> _What to work on_
Only a number is wanted here: the count of lines in the data below where the string "lettering" occurs.

==== Records for the exercise

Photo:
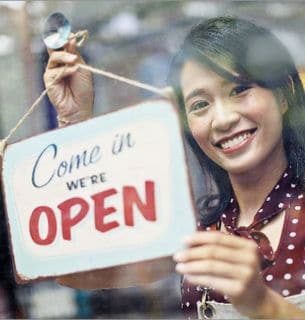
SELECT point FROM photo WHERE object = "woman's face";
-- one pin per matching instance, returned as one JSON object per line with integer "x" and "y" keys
{"x": 237, "y": 126}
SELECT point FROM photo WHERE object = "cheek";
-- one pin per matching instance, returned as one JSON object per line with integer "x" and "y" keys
{"x": 200, "y": 132}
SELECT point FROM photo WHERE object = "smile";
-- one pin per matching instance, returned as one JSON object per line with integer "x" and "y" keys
{"x": 235, "y": 142}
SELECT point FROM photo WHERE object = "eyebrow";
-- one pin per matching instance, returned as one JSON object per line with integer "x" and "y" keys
{"x": 195, "y": 93}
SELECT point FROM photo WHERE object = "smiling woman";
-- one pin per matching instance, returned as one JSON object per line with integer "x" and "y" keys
{"x": 243, "y": 104}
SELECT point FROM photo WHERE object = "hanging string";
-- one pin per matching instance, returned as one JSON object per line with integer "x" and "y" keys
{"x": 166, "y": 92}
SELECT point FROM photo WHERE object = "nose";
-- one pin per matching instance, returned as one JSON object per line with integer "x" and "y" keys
{"x": 224, "y": 116}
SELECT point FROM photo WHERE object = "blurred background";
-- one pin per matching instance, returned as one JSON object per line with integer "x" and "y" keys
{"x": 135, "y": 39}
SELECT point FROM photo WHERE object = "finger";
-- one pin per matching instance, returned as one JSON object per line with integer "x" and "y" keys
{"x": 71, "y": 46}
{"x": 225, "y": 286}
{"x": 215, "y": 268}
{"x": 59, "y": 73}
{"x": 61, "y": 57}
{"x": 219, "y": 238}
{"x": 215, "y": 252}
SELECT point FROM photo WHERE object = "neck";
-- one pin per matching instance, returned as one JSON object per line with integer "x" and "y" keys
{"x": 251, "y": 188}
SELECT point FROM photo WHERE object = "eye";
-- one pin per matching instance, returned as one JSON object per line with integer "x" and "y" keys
{"x": 199, "y": 105}
{"x": 239, "y": 89}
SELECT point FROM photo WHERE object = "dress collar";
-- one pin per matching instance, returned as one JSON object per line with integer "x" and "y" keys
{"x": 276, "y": 202}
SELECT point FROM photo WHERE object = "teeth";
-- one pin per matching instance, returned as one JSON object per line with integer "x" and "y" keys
{"x": 235, "y": 141}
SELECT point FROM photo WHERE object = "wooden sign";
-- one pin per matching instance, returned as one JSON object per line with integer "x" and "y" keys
{"x": 109, "y": 191}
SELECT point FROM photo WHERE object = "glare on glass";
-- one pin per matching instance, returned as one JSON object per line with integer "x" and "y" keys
{"x": 56, "y": 31}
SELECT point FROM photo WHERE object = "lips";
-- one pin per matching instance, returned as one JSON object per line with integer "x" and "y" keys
{"x": 235, "y": 140}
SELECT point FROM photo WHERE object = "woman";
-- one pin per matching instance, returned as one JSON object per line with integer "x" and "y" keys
{"x": 244, "y": 106}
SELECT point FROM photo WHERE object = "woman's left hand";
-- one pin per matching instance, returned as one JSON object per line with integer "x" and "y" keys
{"x": 227, "y": 263}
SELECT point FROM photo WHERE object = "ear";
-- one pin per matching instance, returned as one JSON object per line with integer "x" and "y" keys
{"x": 283, "y": 104}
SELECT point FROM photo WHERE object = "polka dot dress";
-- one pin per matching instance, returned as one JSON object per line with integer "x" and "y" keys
{"x": 282, "y": 270}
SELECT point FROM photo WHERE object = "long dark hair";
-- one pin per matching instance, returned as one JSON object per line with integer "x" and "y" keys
{"x": 231, "y": 46}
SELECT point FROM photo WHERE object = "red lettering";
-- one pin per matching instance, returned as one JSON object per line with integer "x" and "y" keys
{"x": 34, "y": 225}
{"x": 67, "y": 221}
{"x": 100, "y": 212}
{"x": 131, "y": 197}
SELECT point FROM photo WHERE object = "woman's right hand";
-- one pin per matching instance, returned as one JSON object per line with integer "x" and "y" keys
{"x": 72, "y": 94}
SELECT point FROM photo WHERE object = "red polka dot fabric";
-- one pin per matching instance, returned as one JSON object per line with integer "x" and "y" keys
{"x": 283, "y": 270}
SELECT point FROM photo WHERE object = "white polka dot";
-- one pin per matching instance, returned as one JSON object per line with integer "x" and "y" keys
{"x": 269, "y": 277}
{"x": 287, "y": 276}
{"x": 295, "y": 221}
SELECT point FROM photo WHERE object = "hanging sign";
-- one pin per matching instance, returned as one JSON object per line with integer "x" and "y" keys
{"x": 109, "y": 191}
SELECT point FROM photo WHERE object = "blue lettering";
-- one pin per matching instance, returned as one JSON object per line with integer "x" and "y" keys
{"x": 34, "y": 172}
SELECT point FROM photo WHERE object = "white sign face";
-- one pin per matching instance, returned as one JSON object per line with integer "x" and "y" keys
{"x": 108, "y": 191}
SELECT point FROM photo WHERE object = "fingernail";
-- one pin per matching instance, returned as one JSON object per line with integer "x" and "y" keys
{"x": 187, "y": 239}
{"x": 179, "y": 267}
{"x": 178, "y": 256}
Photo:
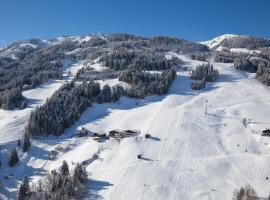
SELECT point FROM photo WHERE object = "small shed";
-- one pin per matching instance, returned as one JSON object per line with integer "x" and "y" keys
{"x": 131, "y": 132}
{"x": 83, "y": 132}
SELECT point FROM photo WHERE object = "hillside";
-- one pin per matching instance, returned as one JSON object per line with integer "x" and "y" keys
{"x": 204, "y": 143}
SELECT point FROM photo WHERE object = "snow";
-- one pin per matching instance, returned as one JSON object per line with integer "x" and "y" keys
{"x": 12, "y": 123}
{"x": 112, "y": 82}
{"x": 217, "y": 41}
{"x": 244, "y": 50}
{"x": 197, "y": 151}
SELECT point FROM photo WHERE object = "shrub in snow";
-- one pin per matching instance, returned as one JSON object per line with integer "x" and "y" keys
{"x": 26, "y": 142}
{"x": 24, "y": 191}
{"x": 62, "y": 109}
{"x": 203, "y": 73}
{"x": 245, "y": 193}
{"x": 206, "y": 72}
{"x": 13, "y": 158}
{"x": 59, "y": 185}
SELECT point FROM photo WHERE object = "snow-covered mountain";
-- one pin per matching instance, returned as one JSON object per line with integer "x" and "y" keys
{"x": 217, "y": 41}
{"x": 204, "y": 144}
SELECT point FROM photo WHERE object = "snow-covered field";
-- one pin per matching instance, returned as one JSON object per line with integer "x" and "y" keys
{"x": 205, "y": 144}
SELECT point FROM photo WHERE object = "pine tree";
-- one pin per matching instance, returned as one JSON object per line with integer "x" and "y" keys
{"x": 26, "y": 142}
{"x": 24, "y": 191}
{"x": 64, "y": 169}
{"x": 13, "y": 158}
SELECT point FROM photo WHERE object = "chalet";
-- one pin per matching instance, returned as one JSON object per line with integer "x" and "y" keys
{"x": 266, "y": 132}
{"x": 147, "y": 135}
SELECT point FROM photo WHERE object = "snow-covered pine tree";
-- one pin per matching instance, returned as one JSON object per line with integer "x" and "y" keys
{"x": 13, "y": 158}
{"x": 24, "y": 191}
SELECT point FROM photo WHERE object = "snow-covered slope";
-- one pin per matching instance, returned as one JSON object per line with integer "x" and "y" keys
{"x": 196, "y": 152}
{"x": 217, "y": 41}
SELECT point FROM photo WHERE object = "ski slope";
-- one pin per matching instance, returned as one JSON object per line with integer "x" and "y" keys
{"x": 204, "y": 144}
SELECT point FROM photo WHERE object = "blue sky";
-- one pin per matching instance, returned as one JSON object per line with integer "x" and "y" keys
{"x": 194, "y": 20}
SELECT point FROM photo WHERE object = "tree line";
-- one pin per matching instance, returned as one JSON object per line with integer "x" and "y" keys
{"x": 57, "y": 185}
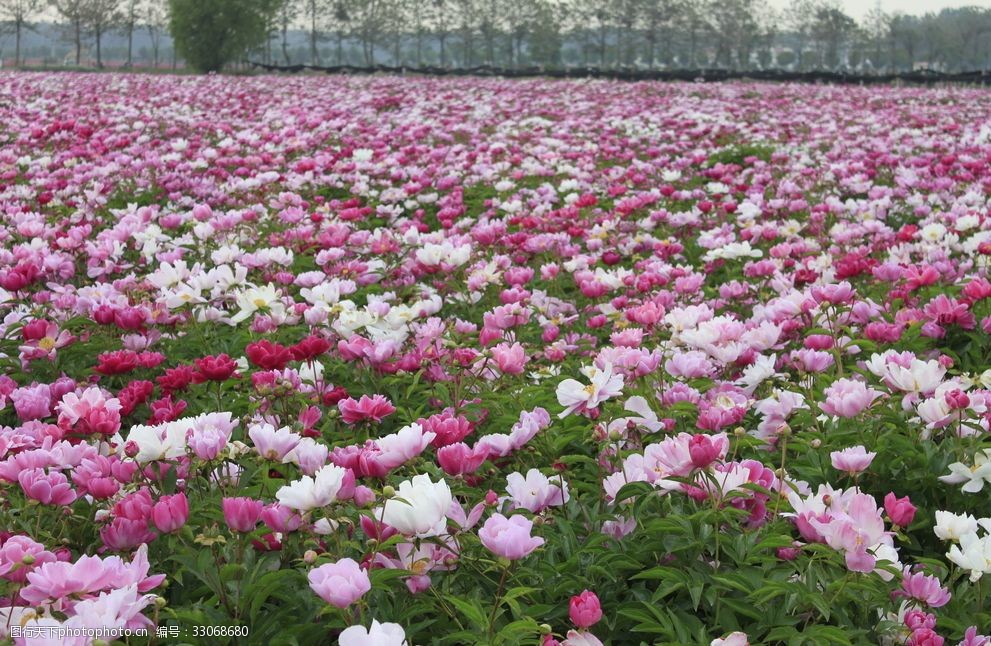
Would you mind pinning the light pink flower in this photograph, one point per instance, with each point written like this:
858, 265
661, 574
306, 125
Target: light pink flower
509, 537
340, 584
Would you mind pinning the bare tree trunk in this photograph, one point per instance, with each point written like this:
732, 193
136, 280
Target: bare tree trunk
98, 33
18, 24
314, 52
79, 40
130, 42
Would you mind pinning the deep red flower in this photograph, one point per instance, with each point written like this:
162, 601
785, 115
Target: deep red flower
215, 368
268, 355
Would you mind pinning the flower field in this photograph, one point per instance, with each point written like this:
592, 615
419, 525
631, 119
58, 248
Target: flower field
374, 360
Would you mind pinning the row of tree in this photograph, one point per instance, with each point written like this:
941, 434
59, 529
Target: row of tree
647, 34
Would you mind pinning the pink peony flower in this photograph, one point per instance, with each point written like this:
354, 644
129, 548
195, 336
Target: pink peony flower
340, 584
848, 398
584, 609
852, 460
242, 514
509, 537
374, 408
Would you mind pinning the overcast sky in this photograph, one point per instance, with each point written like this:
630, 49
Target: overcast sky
859, 8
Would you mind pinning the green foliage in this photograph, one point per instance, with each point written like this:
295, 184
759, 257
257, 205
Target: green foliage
211, 33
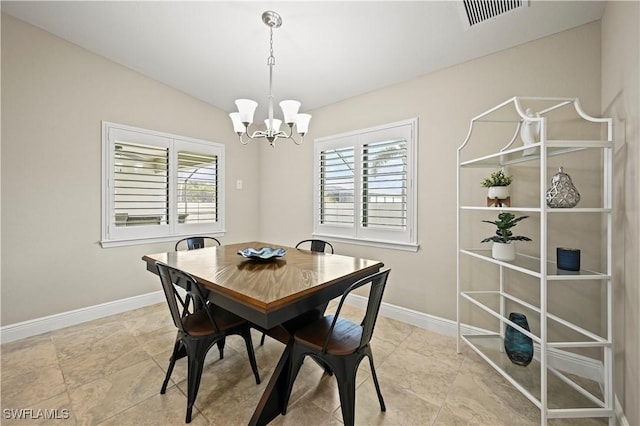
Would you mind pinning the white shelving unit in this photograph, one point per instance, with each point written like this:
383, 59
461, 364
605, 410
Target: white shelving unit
545, 378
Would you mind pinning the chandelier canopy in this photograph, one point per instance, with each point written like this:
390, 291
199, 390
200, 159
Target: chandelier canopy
246, 107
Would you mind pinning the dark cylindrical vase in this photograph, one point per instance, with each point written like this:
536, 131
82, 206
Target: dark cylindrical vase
518, 346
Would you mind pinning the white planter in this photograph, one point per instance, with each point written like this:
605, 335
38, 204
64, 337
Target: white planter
500, 192
502, 251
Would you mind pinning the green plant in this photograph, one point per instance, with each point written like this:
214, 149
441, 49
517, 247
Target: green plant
497, 179
505, 222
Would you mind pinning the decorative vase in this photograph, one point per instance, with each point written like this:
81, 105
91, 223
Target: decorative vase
503, 251
568, 259
500, 192
530, 130
562, 193
519, 347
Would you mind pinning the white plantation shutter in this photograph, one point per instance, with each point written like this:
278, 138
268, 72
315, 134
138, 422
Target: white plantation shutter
158, 187
365, 186
337, 186
140, 185
384, 184
197, 188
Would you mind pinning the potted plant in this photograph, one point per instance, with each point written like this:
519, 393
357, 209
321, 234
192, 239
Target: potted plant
502, 248
497, 183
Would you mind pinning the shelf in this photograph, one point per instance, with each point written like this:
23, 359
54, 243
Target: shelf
592, 339
531, 266
561, 386
517, 155
538, 209
558, 380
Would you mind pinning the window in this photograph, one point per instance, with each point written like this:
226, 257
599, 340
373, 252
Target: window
365, 186
157, 187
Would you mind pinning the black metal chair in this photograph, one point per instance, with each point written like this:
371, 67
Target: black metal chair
192, 243
340, 345
317, 245
200, 326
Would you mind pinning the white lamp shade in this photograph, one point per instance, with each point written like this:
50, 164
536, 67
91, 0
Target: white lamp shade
276, 124
290, 110
238, 127
246, 108
302, 123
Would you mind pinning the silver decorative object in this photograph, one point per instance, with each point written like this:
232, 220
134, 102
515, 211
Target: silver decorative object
562, 193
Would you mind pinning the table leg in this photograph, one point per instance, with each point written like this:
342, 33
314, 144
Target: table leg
272, 401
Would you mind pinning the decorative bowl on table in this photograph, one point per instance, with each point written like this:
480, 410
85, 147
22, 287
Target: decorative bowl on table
264, 253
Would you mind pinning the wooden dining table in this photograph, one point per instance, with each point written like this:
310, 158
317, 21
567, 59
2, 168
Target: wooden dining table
278, 296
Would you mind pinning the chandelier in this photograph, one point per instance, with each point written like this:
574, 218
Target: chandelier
246, 107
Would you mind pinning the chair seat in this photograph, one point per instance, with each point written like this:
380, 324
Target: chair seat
199, 323
344, 340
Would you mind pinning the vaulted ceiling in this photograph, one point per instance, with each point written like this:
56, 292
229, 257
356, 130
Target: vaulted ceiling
325, 51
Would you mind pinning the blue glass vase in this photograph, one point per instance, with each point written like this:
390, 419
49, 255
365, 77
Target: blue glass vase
518, 346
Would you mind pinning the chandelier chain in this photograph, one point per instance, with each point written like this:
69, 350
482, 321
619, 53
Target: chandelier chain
244, 117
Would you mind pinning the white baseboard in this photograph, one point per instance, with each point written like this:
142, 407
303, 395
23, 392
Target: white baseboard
37, 326
562, 360
566, 361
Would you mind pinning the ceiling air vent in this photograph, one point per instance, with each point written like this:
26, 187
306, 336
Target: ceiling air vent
478, 11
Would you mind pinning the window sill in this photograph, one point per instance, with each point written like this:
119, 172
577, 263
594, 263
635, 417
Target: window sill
151, 240
394, 245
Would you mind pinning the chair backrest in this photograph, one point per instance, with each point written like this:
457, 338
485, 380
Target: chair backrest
192, 243
194, 300
317, 245
378, 282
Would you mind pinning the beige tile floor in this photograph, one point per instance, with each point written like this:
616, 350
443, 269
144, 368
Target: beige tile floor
109, 372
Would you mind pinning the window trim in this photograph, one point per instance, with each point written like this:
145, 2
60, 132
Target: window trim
173, 230
355, 235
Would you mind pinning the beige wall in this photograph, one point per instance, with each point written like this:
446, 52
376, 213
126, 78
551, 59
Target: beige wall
54, 96
621, 100
566, 64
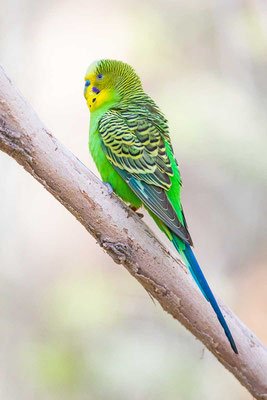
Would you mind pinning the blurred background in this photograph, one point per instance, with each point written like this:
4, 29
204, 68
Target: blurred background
73, 324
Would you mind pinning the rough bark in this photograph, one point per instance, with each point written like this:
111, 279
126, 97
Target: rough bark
126, 238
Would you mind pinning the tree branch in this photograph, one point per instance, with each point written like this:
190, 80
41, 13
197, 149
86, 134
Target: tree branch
126, 238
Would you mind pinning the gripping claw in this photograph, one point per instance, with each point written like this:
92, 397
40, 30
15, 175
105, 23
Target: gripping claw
110, 189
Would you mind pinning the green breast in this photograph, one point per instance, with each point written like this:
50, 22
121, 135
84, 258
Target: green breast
108, 173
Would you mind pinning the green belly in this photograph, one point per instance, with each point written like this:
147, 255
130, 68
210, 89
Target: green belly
109, 174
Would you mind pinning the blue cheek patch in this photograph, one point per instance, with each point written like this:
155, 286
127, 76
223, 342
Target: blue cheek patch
95, 90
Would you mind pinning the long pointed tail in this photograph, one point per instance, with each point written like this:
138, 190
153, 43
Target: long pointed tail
197, 274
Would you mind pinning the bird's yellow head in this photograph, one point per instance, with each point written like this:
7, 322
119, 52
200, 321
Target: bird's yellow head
108, 82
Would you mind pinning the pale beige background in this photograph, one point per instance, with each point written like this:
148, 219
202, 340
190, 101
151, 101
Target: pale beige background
73, 324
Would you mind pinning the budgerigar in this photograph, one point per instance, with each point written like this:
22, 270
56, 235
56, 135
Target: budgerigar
131, 147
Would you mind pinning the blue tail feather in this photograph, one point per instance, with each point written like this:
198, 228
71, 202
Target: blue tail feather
198, 276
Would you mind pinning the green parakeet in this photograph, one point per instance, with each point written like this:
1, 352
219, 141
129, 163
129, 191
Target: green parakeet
131, 147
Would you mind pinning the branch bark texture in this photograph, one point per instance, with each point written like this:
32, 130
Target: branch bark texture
126, 238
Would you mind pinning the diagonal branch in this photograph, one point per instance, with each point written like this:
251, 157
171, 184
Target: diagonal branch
126, 238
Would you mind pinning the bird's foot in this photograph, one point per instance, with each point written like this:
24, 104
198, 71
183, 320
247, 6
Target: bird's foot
109, 187
140, 215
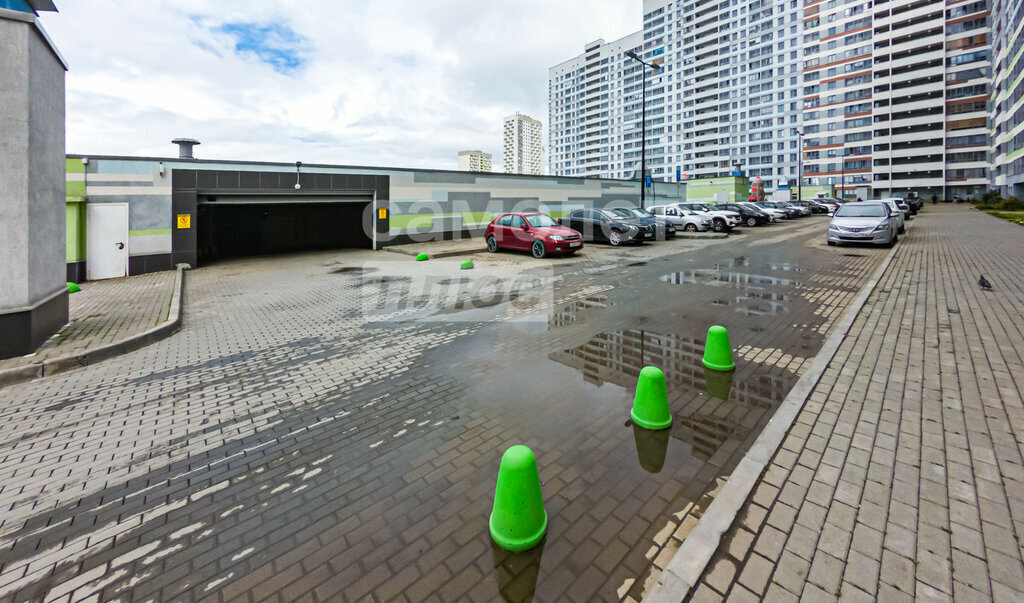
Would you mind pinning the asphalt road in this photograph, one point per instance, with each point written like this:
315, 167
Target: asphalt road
329, 426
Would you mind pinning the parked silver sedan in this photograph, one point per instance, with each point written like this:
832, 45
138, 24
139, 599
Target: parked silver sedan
863, 222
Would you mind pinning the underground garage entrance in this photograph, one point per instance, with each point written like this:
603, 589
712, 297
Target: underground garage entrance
249, 225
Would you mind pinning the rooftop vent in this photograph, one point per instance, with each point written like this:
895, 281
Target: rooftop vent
184, 146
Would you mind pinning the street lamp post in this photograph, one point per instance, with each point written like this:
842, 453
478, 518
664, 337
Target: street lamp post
800, 165
643, 123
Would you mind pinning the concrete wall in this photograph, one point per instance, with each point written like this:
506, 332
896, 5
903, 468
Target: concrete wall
33, 295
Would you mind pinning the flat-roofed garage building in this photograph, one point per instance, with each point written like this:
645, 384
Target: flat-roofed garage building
130, 215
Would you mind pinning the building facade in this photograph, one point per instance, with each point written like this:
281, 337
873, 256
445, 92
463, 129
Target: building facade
727, 94
895, 96
474, 161
523, 151
733, 86
594, 112
33, 292
1008, 97
180, 210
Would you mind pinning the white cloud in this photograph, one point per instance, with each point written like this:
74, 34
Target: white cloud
388, 82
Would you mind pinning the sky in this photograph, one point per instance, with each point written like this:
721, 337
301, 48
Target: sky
398, 83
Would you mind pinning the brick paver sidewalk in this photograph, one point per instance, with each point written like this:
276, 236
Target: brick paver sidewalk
105, 312
903, 477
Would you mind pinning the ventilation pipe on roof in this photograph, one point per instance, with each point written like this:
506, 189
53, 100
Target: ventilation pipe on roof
184, 146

========

> _Answer to the problem_
2